### [TASK PROMPT]
If an entry holds an image, leave that image out and transcribe everything else exactly.

### [SOURCE MATERIAL]

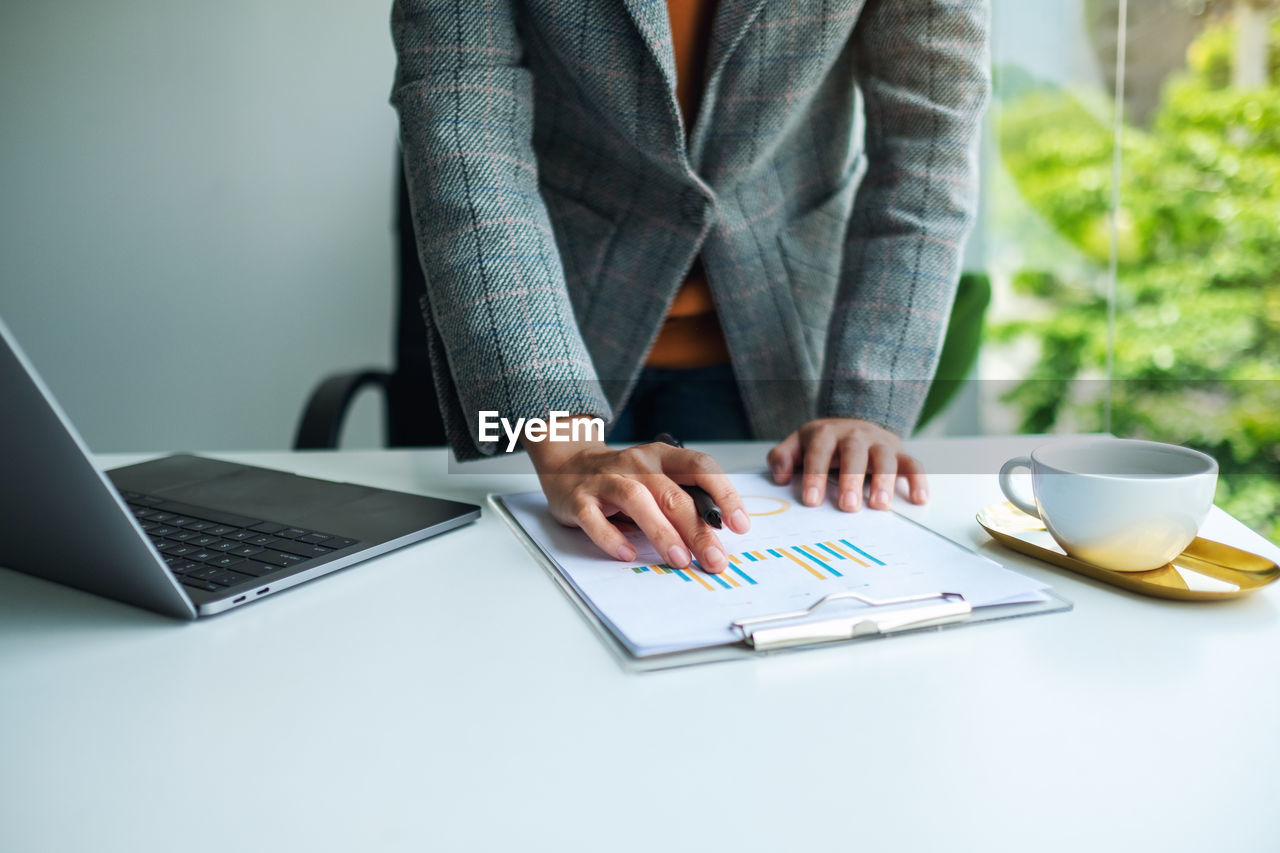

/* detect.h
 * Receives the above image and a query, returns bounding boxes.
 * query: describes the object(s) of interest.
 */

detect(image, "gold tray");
[977,502,1280,601]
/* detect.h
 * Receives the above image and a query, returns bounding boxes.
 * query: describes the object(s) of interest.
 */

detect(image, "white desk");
[2,437,1278,852]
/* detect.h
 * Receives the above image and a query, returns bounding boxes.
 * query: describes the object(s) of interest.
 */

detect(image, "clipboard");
[490,492,1072,672]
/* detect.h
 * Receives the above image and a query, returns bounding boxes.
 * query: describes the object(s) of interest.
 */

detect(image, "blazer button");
[680,189,705,226]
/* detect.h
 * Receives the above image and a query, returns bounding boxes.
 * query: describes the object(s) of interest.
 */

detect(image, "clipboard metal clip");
[731,590,972,651]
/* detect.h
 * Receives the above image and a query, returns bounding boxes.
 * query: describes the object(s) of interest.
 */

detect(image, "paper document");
[499,472,1051,657]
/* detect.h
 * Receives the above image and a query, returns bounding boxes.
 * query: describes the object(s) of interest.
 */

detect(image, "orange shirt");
[645,0,729,369]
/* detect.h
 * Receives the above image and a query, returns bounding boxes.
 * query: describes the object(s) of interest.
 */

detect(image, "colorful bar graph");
[628,537,883,589]
[824,541,868,566]
[795,546,843,578]
[690,559,737,588]
[780,547,825,579]
[840,539,885,566]
[815,542,842,560]
[801,545,844,576]
[676,567,714,590]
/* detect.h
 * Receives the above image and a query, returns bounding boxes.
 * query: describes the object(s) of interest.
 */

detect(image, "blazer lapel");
[690,0,768,164]
[621,0,678,109]
[704,0,768,83]
[619,0,769,165]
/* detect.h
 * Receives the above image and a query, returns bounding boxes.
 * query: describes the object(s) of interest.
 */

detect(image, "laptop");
[0,315,480,619]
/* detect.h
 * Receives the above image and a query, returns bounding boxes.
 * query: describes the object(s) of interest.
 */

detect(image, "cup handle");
[998,457,1041,519]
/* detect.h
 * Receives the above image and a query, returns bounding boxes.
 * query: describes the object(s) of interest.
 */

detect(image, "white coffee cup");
[998,437,1218,572]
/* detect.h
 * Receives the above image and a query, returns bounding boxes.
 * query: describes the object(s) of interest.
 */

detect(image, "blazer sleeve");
[818,0,991,435]
[390,0,611,459]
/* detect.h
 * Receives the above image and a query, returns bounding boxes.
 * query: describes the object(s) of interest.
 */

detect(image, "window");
[976,0,1280,543]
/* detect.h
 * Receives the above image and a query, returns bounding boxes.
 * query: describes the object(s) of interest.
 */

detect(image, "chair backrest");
[386,159,448,446]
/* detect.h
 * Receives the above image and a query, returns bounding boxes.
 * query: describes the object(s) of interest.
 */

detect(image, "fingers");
[769,420,922,514]
[867,443,898,510]
[836,437,868,512]
[599,476,729,573]
[899,454,929,504]
[659,447,750,535]
[767,432,801,485]
[652,480,730,573]
[799,426,837,507]
[543,443,740,571]
[571,497,638,563]
[597,476,689,568]
[777,420,917,512]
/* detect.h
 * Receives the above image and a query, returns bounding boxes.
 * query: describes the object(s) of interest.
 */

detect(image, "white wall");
[0,1,398,452]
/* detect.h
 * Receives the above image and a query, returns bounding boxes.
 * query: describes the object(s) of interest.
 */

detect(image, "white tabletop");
[2,437,1277,852]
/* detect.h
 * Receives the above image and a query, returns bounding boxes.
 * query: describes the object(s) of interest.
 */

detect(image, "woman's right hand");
[525,433,750,573]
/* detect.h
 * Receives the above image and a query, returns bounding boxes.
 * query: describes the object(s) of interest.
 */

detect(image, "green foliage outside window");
[995,15,1280,543]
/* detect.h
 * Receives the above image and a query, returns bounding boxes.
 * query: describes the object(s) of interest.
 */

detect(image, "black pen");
[653,433,722,529]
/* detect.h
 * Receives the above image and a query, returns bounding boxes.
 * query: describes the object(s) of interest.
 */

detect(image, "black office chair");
[295,162,989,449]
[294,161,447,449]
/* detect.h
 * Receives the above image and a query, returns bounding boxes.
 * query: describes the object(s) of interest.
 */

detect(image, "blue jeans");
[607,363,753,443]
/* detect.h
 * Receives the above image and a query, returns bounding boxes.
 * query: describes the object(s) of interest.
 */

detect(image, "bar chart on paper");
[631,535,888,589]
[499,472,1051,656]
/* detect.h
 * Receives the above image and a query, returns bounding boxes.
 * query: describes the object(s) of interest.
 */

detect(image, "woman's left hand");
[766,418,928,512]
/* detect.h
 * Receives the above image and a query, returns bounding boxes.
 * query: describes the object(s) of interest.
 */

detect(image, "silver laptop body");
[0,315,479,618]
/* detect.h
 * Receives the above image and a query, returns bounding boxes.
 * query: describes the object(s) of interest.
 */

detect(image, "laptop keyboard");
[121,491,360,595]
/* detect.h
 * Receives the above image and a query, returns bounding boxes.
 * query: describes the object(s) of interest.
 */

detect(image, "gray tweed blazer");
[391,0,990,459]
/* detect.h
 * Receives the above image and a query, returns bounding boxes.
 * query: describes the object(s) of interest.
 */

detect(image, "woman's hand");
[526,435,749,573]
[767,418,927,512]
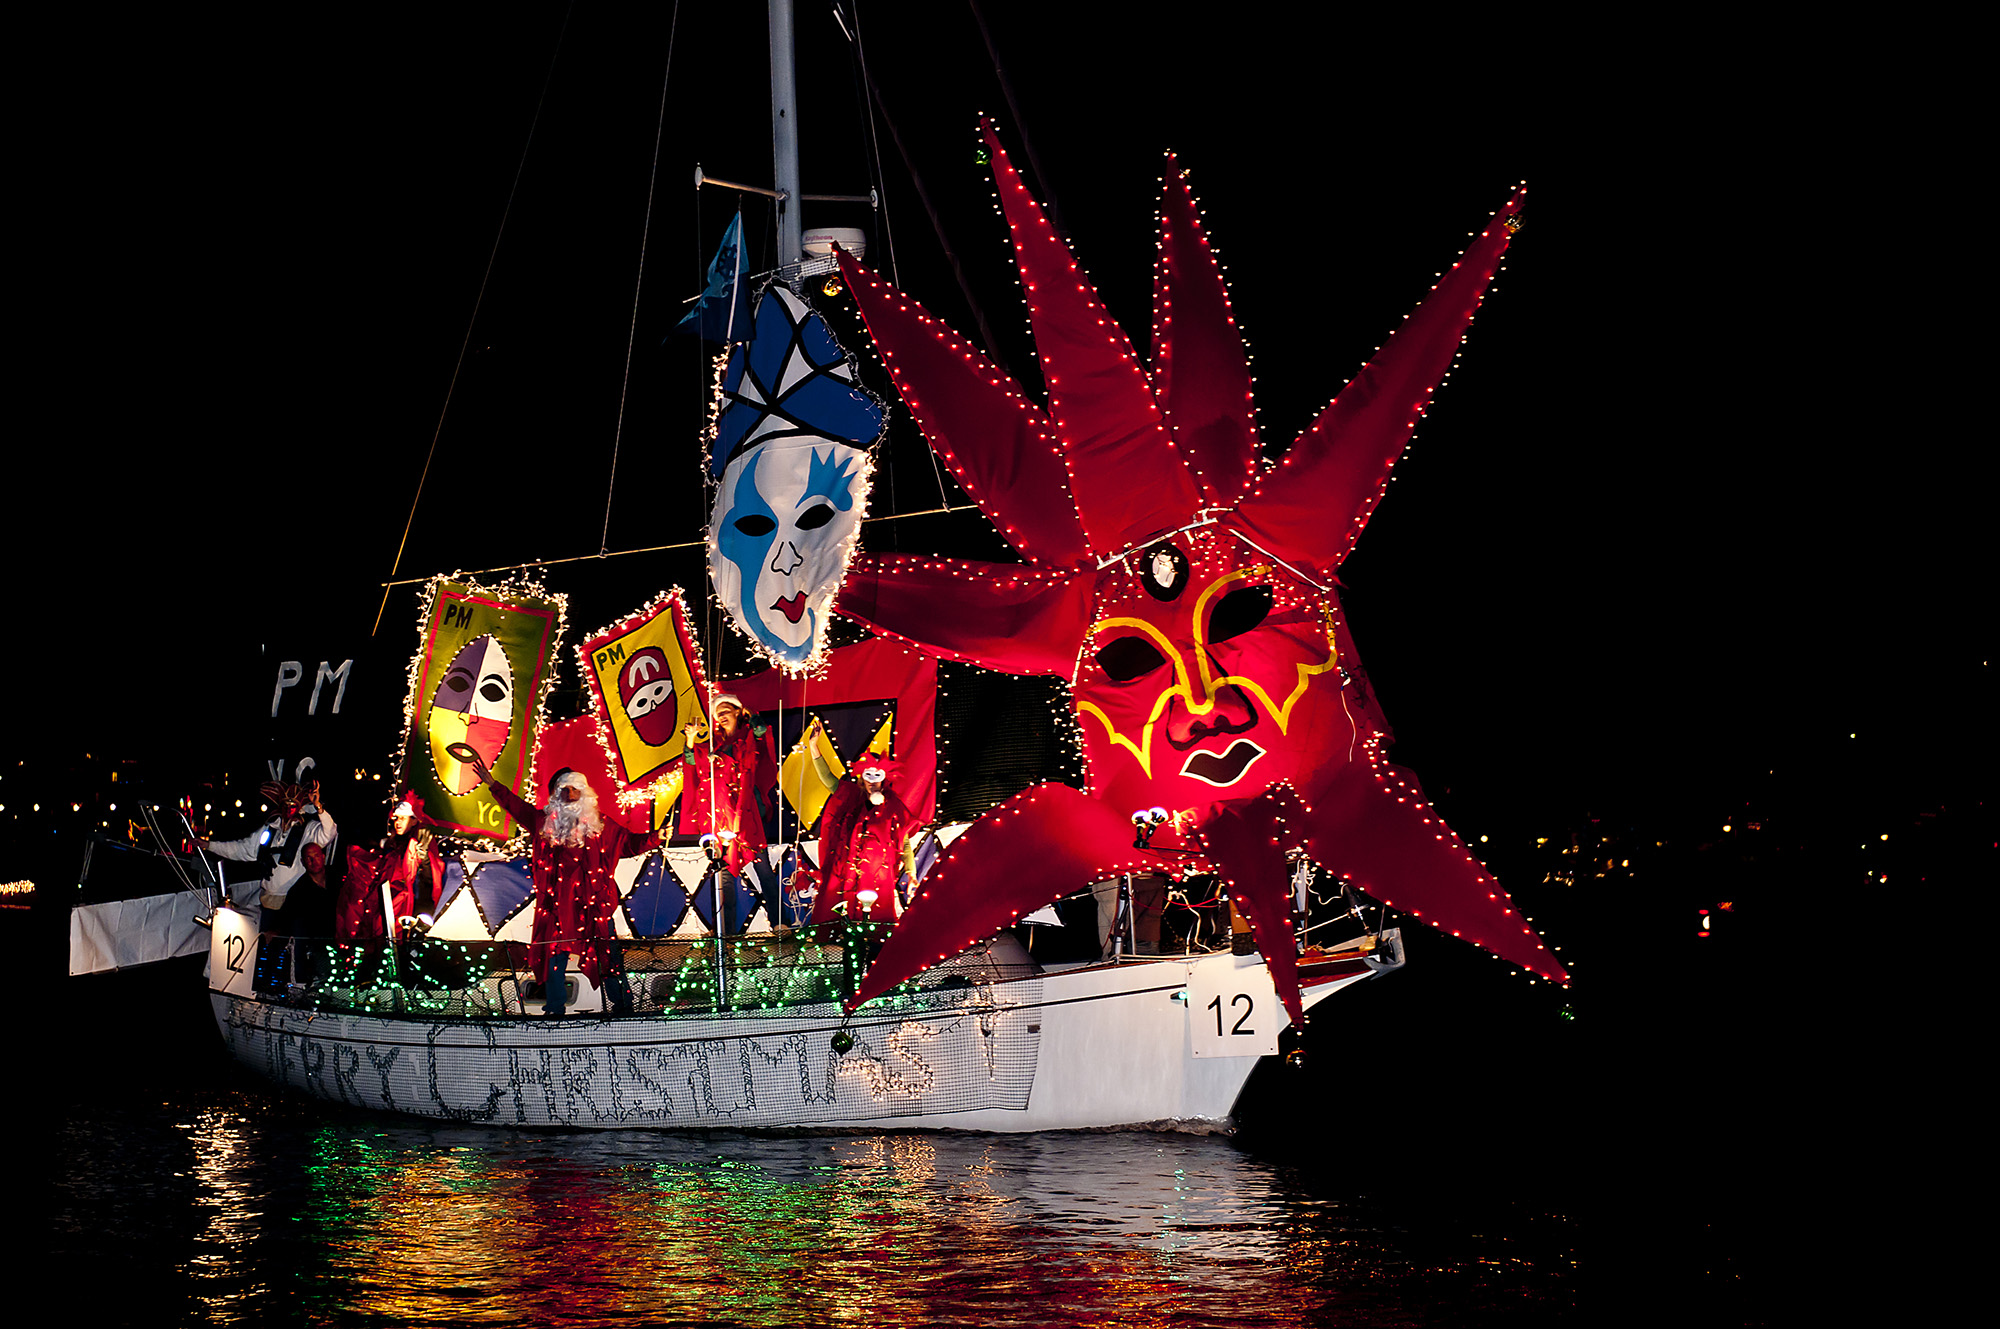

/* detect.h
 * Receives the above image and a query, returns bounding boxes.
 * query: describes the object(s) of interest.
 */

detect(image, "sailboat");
[86,3,1562,1132]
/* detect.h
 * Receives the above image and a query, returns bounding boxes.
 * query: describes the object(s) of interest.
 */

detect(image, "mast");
[769,0,802,284]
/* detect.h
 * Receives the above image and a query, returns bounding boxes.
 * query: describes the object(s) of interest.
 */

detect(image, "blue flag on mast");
[674,213,755,343]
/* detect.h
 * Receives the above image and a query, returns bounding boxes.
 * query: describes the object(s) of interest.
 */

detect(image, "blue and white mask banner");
[708,286,883,671]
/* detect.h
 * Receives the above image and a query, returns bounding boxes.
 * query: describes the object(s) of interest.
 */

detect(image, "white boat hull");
[209,945,1373,1132]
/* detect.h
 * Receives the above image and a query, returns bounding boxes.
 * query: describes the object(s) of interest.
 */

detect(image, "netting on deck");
[225,925,1049,1124]
[256,923,1039,1027]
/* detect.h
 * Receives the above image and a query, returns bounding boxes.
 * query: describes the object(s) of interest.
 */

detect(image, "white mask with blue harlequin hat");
[707,286,882,669]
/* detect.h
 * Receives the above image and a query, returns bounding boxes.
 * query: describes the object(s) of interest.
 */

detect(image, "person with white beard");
[471,755,658,1016]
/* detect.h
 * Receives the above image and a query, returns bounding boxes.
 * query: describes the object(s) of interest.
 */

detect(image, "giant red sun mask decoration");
[833,121,1564,1020]
[1079,542,1345,818]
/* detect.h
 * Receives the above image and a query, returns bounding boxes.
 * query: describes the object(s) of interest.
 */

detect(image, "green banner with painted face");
[401,578,566,841]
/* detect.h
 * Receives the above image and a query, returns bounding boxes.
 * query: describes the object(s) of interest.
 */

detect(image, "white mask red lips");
[619,646,681,746]
[706,285,881,669]
[748,491,854,651]
[429,633,514,795]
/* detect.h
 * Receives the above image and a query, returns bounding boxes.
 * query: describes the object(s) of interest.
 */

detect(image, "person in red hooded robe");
[679,693,776,928]
[338,791,445,942]
[813,752,921,925]
[470,753,659,1016]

### [RESPONSE]
/* detect.h
 * Receives the above image and a query, returns bounding boxes.
 * query: describes the object(s) of interest.
 */

detect(image, "gold tray");
[977,502,1280,601]
/* detect.h
 * Receives the above image and a query, returns bounding boxes.
 * query: describes the object(s) of interest.
 */

detect(image, "white desk");
[2,437,1278,852]
/* detect.h
 * Receives the above image and a query, returns bounding boxes.
 * query: describes the object(s) of interest.
 */

detect(image, "clipboard");
[490,492,1072,672]
/* detect.h
 * Receives the above image and a query, returns bounding boxes.
 * query: describes the object(s) of interest.
 */

detect(image, "blazer button");
[680,189,705,226]
/* detect.h
 * Receives the above image and a query, returns bounding boxes.
 * query: describes the object(s) of interest.
 */

detect(image, "clipboard metal clip");
[731,590,972,651]
/* detect.h
 * Receives the above image and a query, returns bounding boxes.
 * query: describes the object(s) of interest.
 */

detect(image, "paper document");
[499,472,1051,657]
/* detect.h
 * Receives the above image and a query, returns bounding boxes.
 * query: describes the object(s) of interest.
 */

detect(image, "orange shirt");
[645,0,729,369]
/* detect.h
 * Receives the above image and a query, returns bounding boxes.
 * query: describes the object(s) of interest.
 */

detect(image, "colorful bar graph");
[628,537,883,589]
[824,541,868,566]
[795,546,843,578]
[690,559,737,588]
[780,547,825,579]
[840,539,885,566]
[815,542,842,560]
[801,545,844,576]
[676,567,714,590]
/* detect.h
 * Receives the above image and a query, returns bounding boxes.
 * query: describes the object(s) of interest.
 */

detect(image, "blazer lapel");
[690,0,768,164]
[621,0,678,109]
[704,0,768,83]
[619,0,769,165]
/* detect.h
 * Receives the above image and a query, returns bounding boxes.
 * query: describes the object(s) of interest.
 */

detect(image, "laptop");
[0,315,480,619]
/* detect.h
 * Receives the above image and a query, returns bounding boxes.
 * query: describes the object(s) of interest.
 */

detect(image, "cup handle");
[998,457,1041,519]
/* detect.h
 * Receives the above image and a query, returns bounding boxes.
 * query: describes the object(s) of interest.
 */

detect(image, "white coffee cup");
[998,437,1218,572]
/* detect.h
 * Receives the above image and a query, returns bounding boxes.
 * query: describes the object(s) of interest.
 */

detect(image, "blazer sleeve");
[818,0,991,435]
[390,0,611,459]
/* detect.h
 * Receives the above image and a query, returns bounding boxes.
 * query: describes the object(s) of interest.
 */

detect(image, "window");
[976,0,1280,543]
/* detect.h
 * Receives the above image and a query, returns bounding boxes.
 * query: describes the object(s) of interest.
 */

detect(image, "chair backrest");
[386,159,448,446]
/* detect.h
 * Receives the above image and a query, returns bounding boxes.
 * query: describes the object(s) of interest.
 */

detect(image, "fingers");
[769,420,922,514]
[867,443,898,510]
[836,437,868,512]
[599,476,729,573]
[899,454,929,504]
[659,447,750,535]
[767,432,801,485]
[652,480,730,573]
[799,426,837,507]
[543,443,740,571]
[571,497,638,563]
[597,476,689,568]
[777,420,917,512]
/* detect.h
 * Receives the above image and a query, returns bounding boxes.
 * query: describes the object(s) of interest.
 */

detect(image, "white wall");
[0,1,398,452]
/* detect.h
 * Receives the above image and a query, returns bounding boxes.
 * query: describes the object(s) of interest.
 */

detect(image, "white tabletop");
[2,437,1277,852]
/* detect.h
 * Receives the above image and a query, returns bounding boxes.
 * query: describes the object(s) of interest.
 */

detect(image, "woman's right hand");
[525,433,750,573]
/* detect.h
 * Receives the above image and a query, returns bounding boxes.
 * query: describes the object(s) of interest.
 */

detect(image, "green foliage outside window");
[995,15,1280,543]
/* detect.h
 * Receives the above image and a query, returns bounding boxes.
 * query: describes the object(s) of interest.
 */

detect(image, "black pen");
[653,433,722,529]
/* detect.h
 * Receives the above image and a query, returns bounding boxes.
 * query: describes the object(s) of interest.
 */

detect(image, "black office chair");
[295,162,989,449]
[294,161,447,449]
/* detect.h
 * Receives the above image and a query, returns bounding boxes.
 * query: describes the object(s) of interest.
 */

detect(image, "blue jeans");
[607,363,753,443]
/* detect.h
 * Receives the above image and a query, returns bounding boxes.
 * query: describes the object(s) of interest.
 */

detect(image, "bar chart on paper");
[631,535,888,589]
[499,472,1051,656]
/* detect.h
 * Receives the above image and a query, returns bounding boxes.
 * query: describes the object(s) of interest.
 */

detect(image, "woman's left hand");
[766,418,928,512]
/* detect.h
 * Receives the above image and a query, returns bounding boxes.
 * query: describes the object(s) of interest.
 */

detect(image, "silver laptop body");
[0,315,479,618]
/* detect.h
 * Receives the above image and a query, returns bounding boxes.
 * query: describes the object(s) of interest.
 */

detect(image, "laptop keyboard");
[121,491,360,595]
/* detect.h
 * Receives the above image and a query, returns bounding boxes.
 * query: describes the object(s) of interest.
 */

detect(image, "gray tweed blazer");
[391,0,990,459]
/* detect.h
 * Receives the above image and a query, returns bounding boxes.
 * query: describes the object(s) of interest.
 */

detect(image, "woman's hand");
[526,435,749,573]
[767,418,927,512]

/* detect.h
 * Receives the above image and a query, returns bounding boxes.
 * query: describes the object(s) of interest.
 */

detect(image, "sailboat");
[86,3,1562,1132]
/* detect.h
 * Receives the above image and a query, returns bounding boxes.
 * query: describes the object(s) of interest.
 */

detect(image, "mast");
[769,0,802,284]
/* detect.h
 * Receives the above image and a query, returns bounding boxes.
 * query: describes the object(s) of interest.
 */

detect(image, "blue flag on mast");
[674,213,755,343]
/* detect.h
 * Receives the above image and a query, returns bounding boxes.
 * query: describes the object(s) of interest.
 */

detect(image, "blue and white mask banner");
[708,286,883,671]
/* detect.h
 * Receives the above image and a query, returns bounding boxes.
 * query: describes the object(s) of interest.
 */

detect(image, "white boat hull");
[209,945,1373,1132]
/* detect.h
 * Receives the above image and a query, returns bounding boxes.
 * query: describes the object(s) of interest.
 */

detect(image, "netting on deck");
[225,925,1049,1124]
[256,923,1039,1027]
/* detect.h
 * Receives the above image and a query, returns bounding boxes.
 * query: describes the object(s) of interest.
 */

detect(image, "white mask with blue harlequin hat");
[707,286,882,669]
/* detect.h
 * Receives the above image and a query, returns bounding boxes.
 * query: describes the object(s) of interest.
 */

detect(image, "person with white beard");
[471,755,658,1016]
/* detect.h
 * Receives the above image and a query, returns bounding boxes.
 * query: describes the object(s) of interest.
 */

detect(image, "giant red sun mask decoration");
[833,121,1564,1020]
[1079,542,1345,818]
/* detect.h
 * Receives the above image and a query, returns bounding boxes.
 * query: describes the object(s) of interest.
 */

detect(image, "green banner with painted face");
[401,578,566,841]
/* detect.h
 * Receives the above image and a query, returns bounding boxes.
 * query: describes the object(s) of interest.
 */

detect(image, "white mask red lips");
[619,646,681,746]
[706,285,881,669]
[748,491,854,651]
[429,633,514,795]
/* detect.h
 * Receives the above image and a query, returns bounding boxes.
 * query: describes the object(s) of interest.
 */

detect(image, "person in red hooded robe");
[679,693,776,928]
[338,791,445,942]
[813,752,921,925]
[470,753,659,1016]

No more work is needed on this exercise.